=== WHAT IS REQUIRED ===
Reproduce word for word the lines of the items below, beginning at the line that contains "Can you find the player's" and stopping after the line that contains "<point>136,237</point>".

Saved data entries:

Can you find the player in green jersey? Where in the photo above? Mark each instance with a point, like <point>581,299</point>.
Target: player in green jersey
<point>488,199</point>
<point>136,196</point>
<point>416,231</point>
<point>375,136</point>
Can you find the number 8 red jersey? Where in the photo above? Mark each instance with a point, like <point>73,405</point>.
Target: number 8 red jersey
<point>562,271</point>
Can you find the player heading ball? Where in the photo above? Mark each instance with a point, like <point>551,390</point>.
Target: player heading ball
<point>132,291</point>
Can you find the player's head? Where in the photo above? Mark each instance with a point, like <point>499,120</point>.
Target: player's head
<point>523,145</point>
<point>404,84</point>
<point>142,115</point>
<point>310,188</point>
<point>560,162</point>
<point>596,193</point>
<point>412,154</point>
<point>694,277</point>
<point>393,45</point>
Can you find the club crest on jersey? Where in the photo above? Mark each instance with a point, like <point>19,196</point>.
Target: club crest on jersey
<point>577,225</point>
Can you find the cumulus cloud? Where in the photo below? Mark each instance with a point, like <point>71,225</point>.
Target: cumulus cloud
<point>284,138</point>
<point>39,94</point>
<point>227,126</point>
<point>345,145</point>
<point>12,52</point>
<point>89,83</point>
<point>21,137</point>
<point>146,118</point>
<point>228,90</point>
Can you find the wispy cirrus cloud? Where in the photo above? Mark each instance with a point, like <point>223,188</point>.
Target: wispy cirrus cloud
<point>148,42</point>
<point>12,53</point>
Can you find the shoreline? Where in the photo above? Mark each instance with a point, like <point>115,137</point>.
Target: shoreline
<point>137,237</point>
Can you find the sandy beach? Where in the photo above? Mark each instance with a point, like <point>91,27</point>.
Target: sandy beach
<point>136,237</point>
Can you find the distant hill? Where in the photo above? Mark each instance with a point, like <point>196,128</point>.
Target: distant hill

=== WRITTEN REPLY ===
Can you find the player's head? Where in the photo above? Mark each instance with a point, like <point>499,120</point>.
Target: player's head
<point>523,145</point>
<point>404,84</point>
<point>142,115</point>
<point>310,188</point>
<point>560,162</point>
<point>596,193</point>
<point>412,154</point>
<point>694,277</point>
<point>393,45</point>
Can you find the club crest on jersey? Where in the photo above? Mark each instance with a point, like <point>19,196</point>.
Target: club crest on jersey
<point>577,225</point>
Can you find the cumulus cloud? Where in the photo below? Mark each instance with a point, like <point>71,225</point>.
Target: cumulus cloud
<point>284,138</point>
<point>39,94</point>
<point>227,126</point>
<point>345,145</point>
<point>12,52</point>
<point>89,83</point>
<point>21,137</point>
<point>146,118</point>
<point>228,90</point>
Can you find the wispy cirrus cloud? Where in the photo above? Mark each instance with a point, like <point>223,188</point>.
Target: wispy cirrus cloud
<point>148,42</point>
<point>12,53</point>
Can you find the shoreline? Where in the photo above? Mark each instance with a point, like <point>115,137</point>.
Target: shoreline
<point>137,237</point>
Can you find the sandy beach? Where in the photo above? Mark each instance with a point, like <point>91,27</point>.
Target: sandy beach
<point>136,237</point>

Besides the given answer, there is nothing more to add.